▶ [Task requirements]:
Show each line from the listing that includes the word "foliage".

▶ [Records to process]:
☆ ☆ ☆ ☆ ☆
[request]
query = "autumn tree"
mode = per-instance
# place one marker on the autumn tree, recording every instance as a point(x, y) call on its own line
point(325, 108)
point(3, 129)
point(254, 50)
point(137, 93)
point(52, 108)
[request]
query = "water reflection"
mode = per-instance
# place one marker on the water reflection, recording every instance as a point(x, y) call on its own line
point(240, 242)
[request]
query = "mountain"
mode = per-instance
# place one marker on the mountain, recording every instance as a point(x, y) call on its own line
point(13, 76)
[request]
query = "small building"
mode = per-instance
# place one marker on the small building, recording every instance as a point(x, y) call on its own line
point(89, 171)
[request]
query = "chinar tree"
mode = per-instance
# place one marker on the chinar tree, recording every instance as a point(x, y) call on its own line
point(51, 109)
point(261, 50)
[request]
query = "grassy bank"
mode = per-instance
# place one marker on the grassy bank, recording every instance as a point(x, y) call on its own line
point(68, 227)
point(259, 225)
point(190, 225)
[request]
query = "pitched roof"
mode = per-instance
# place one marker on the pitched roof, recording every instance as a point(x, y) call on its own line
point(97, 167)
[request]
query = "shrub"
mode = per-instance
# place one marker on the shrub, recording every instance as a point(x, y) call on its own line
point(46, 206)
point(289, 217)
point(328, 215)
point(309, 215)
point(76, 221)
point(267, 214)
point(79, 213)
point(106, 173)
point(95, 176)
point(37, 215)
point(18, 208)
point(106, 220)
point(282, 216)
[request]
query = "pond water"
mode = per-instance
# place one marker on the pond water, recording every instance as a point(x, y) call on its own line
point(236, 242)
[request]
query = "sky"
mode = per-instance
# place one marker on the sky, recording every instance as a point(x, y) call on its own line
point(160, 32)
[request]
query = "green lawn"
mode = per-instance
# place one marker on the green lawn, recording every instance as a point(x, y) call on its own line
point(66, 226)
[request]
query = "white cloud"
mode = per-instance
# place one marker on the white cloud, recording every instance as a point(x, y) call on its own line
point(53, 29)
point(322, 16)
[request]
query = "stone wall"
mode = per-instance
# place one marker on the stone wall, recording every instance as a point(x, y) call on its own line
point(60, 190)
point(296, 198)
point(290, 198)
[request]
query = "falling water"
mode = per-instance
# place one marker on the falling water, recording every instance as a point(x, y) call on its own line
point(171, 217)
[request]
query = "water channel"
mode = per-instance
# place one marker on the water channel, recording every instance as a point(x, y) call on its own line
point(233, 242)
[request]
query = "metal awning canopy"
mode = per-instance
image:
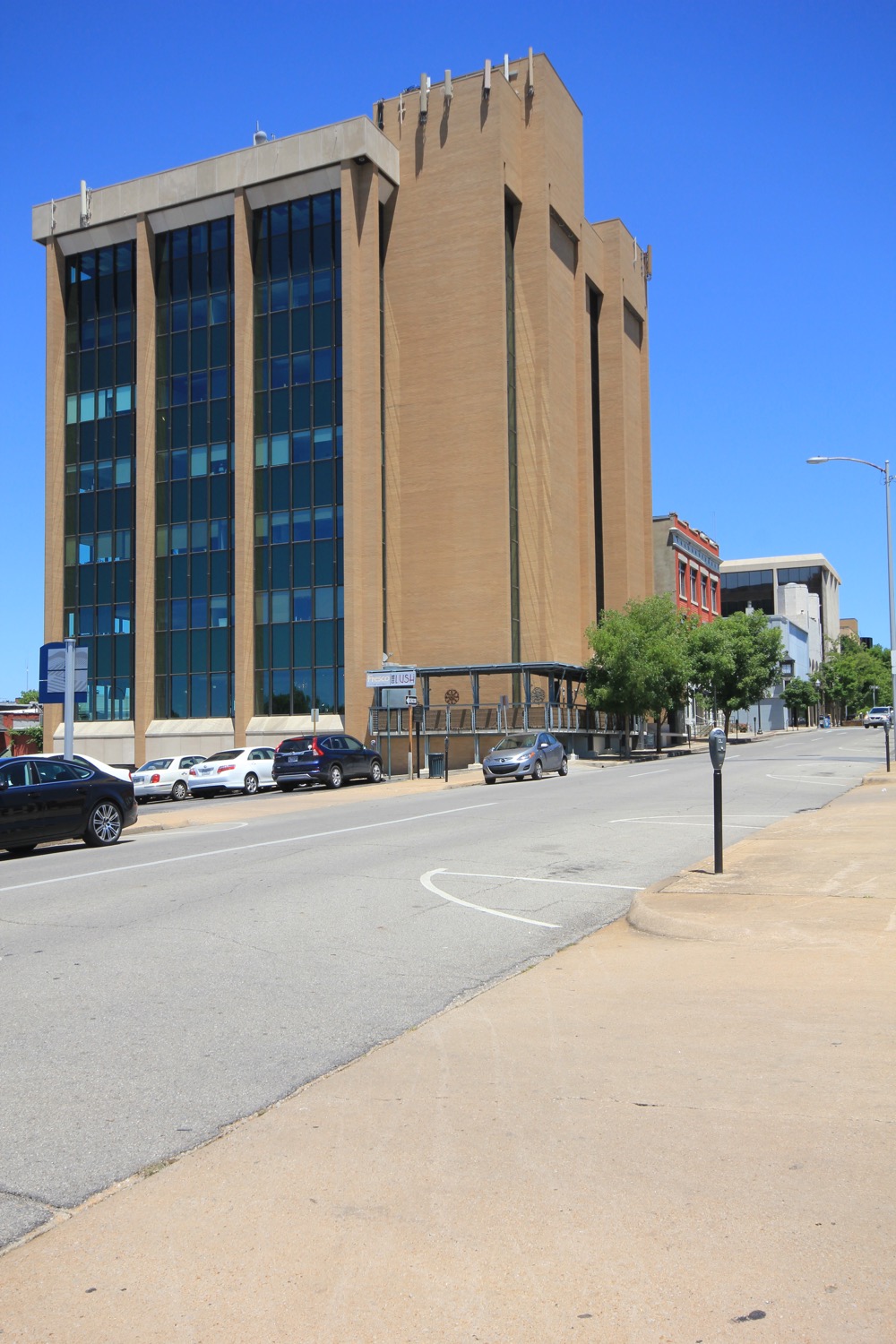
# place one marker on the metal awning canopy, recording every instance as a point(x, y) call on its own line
point(557, 669)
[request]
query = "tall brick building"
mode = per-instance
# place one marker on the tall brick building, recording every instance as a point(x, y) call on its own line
point(371, 389)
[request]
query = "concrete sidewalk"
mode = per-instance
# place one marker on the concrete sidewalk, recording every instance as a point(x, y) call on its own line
point(678, 1129)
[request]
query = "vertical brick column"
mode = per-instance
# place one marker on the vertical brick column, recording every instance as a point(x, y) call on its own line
point(244, 472)
point(363, 494)
point(56, 465)
point(144, 610)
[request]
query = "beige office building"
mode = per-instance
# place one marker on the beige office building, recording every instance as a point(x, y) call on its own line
point(375, 389)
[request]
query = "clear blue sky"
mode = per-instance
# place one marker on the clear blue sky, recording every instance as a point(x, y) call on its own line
point(751, 145)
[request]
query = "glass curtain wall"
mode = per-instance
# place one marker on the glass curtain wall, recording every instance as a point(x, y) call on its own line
point(298, 457)
point(99, 473)
point(194, 472)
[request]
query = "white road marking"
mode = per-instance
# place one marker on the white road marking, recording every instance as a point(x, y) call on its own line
point(437, 892)
point(563, 882)
point(241, 849)
point(697, 822)
point(807, 779)
point(211, 830)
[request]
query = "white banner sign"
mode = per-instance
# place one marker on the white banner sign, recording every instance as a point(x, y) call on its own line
point(390, 677)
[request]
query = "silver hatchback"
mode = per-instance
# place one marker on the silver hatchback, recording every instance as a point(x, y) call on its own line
point(522, 754)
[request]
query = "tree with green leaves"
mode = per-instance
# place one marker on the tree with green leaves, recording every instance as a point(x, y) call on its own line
point(850, 672)
point(737, 660)
point(799, 695)
point(640, 663)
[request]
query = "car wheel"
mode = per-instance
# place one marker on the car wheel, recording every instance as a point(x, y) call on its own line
point(105, 825)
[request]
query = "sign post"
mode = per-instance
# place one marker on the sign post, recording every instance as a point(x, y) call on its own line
point(718, 745)
point(386, 680)
point(418, 719)
point(64, 680)
point(410, 701)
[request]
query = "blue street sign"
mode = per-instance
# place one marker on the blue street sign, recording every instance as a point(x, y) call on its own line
point(51, 688)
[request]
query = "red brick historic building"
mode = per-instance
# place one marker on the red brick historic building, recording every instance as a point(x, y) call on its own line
point(685, 564)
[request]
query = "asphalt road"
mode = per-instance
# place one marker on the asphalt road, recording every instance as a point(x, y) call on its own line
point(155, 992)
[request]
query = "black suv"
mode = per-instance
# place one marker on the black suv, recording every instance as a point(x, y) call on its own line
point(332, 760)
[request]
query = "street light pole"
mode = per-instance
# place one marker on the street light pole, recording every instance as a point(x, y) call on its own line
point(884, 470)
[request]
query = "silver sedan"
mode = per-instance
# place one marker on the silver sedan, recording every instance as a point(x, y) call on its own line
point(522, 754)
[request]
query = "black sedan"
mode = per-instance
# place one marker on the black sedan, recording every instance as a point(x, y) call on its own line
point(45, 800)
point(332, 760)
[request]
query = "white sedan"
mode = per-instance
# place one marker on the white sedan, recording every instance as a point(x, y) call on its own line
point(168, 777)
point(234, 771)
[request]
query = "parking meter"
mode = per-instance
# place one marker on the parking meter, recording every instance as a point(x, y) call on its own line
point(718, 746)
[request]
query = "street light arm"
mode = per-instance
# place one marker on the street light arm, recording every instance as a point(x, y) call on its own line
point(817, 461)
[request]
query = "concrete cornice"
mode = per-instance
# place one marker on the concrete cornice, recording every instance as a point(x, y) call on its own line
point(785, 562)
point(110, 207)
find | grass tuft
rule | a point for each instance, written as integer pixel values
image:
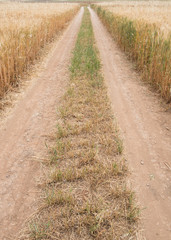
(86, 194)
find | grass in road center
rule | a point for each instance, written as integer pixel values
(86, 195)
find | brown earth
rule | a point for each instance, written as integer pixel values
(146, 131)
(24, 133)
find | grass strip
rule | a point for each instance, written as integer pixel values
(145, 45)
(86, 195)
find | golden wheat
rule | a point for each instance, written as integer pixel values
(24, 29)
(151, 12)
(145, 39)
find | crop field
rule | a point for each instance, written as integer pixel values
(143, 30)
(85, 145)
(24, 30)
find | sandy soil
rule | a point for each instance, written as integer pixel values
(23, 136)
(146, 130)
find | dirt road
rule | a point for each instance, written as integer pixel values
(23, 136)
(146, 130)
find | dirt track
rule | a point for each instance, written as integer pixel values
(146, 130)
(23, 136)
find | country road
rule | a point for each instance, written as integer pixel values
(22, 137)
(146, 132)
(144, 124)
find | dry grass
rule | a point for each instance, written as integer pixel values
(86, 196)
(144, 42)
(24, 29)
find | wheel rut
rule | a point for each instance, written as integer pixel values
(146, 131)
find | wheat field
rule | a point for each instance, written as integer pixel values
(143, 31)
(151, 12)
(24, 30)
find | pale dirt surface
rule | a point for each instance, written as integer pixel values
(146, 131)
(24, 133)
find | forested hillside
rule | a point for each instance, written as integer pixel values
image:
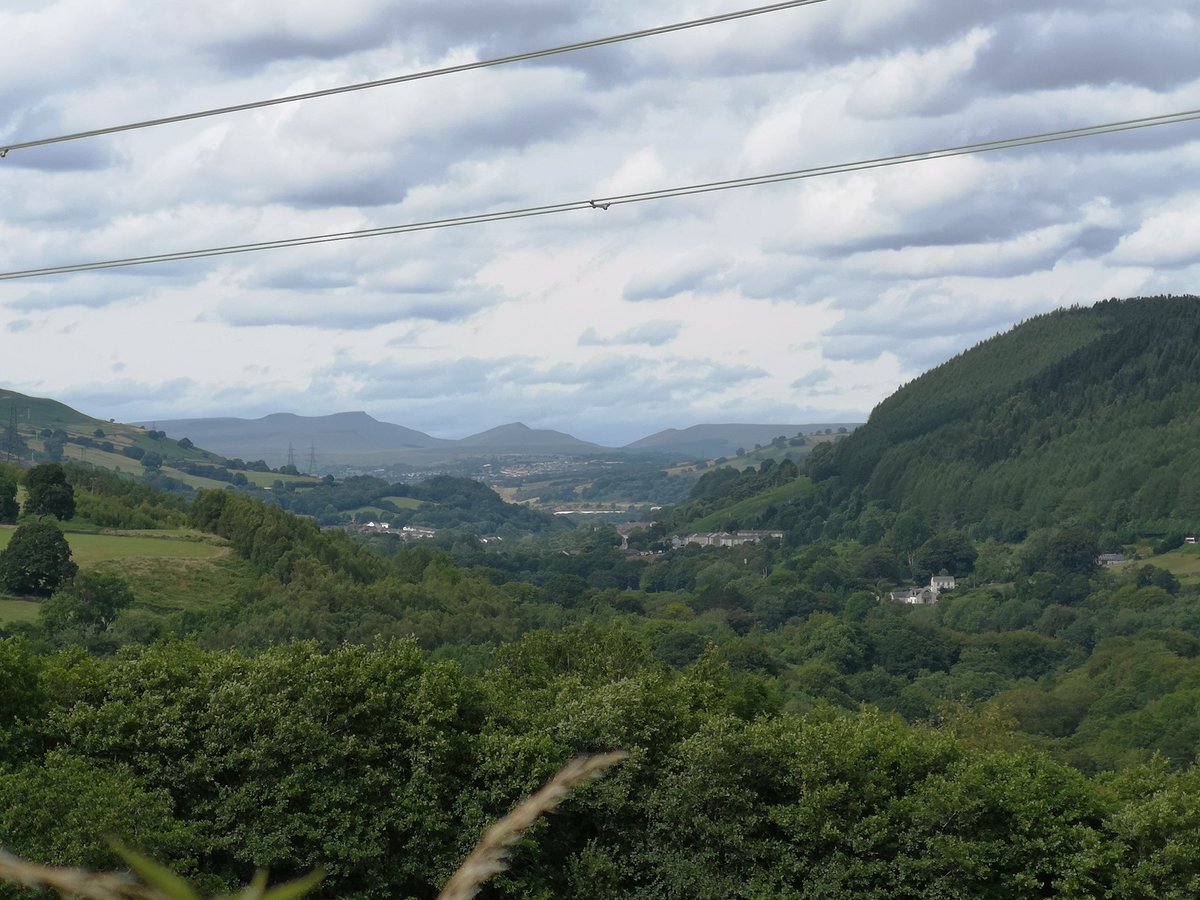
(367, 707)
(1084, 414)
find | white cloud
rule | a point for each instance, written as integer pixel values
(771, 303)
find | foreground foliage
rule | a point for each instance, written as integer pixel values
(382, 768)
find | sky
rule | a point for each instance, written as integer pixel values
(803, 301)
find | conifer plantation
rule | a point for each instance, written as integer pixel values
(297, 699)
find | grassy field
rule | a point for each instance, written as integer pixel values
(748, 510)
(405, 502)
(1182, 562)
(167, 586)
(17, 611)
(167, 570)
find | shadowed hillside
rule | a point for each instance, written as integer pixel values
(1083, 414)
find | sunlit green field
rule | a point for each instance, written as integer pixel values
(1182, 562)
(17, 611)
(167, 570)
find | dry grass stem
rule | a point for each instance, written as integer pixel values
(491, 855)
(73, 882)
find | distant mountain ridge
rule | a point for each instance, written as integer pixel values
(343, 435)
(346, 437)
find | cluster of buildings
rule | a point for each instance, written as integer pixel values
(724, 539)
(923, 597)
(408, 533)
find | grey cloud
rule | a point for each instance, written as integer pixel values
(1059, 51)
(95, 297)
(671, 281)
(126, 394)
(814, 378)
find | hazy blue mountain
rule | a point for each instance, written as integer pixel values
(519, 437)
(342, 435)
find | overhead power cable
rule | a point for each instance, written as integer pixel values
(618, 199)
(415, 76)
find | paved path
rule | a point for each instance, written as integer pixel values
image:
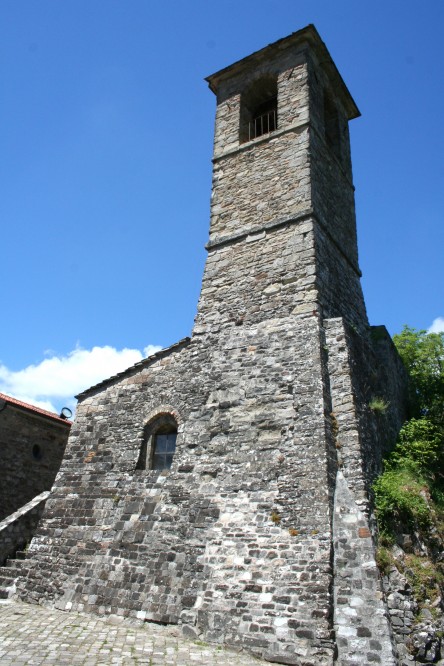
(31, 635)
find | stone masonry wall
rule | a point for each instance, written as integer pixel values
(236, 543)
(233, 542)
(26, 471)
(17, 530)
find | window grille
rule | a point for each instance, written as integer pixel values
(263, 124)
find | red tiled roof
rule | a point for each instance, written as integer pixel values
(32, 408)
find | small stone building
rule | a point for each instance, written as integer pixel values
(32, 444)
(223, 484)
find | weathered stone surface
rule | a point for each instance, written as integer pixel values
(270, 396)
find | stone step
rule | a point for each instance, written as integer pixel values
(13, 564)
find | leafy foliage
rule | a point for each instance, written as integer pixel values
(423, 356)
(409, 495)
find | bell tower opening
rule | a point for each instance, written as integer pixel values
(258, 109)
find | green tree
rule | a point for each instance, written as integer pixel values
☆ ☆ ☆ ☆ ☆
▶ [Answer below]:
find | foreground foliage
find | leafy foliage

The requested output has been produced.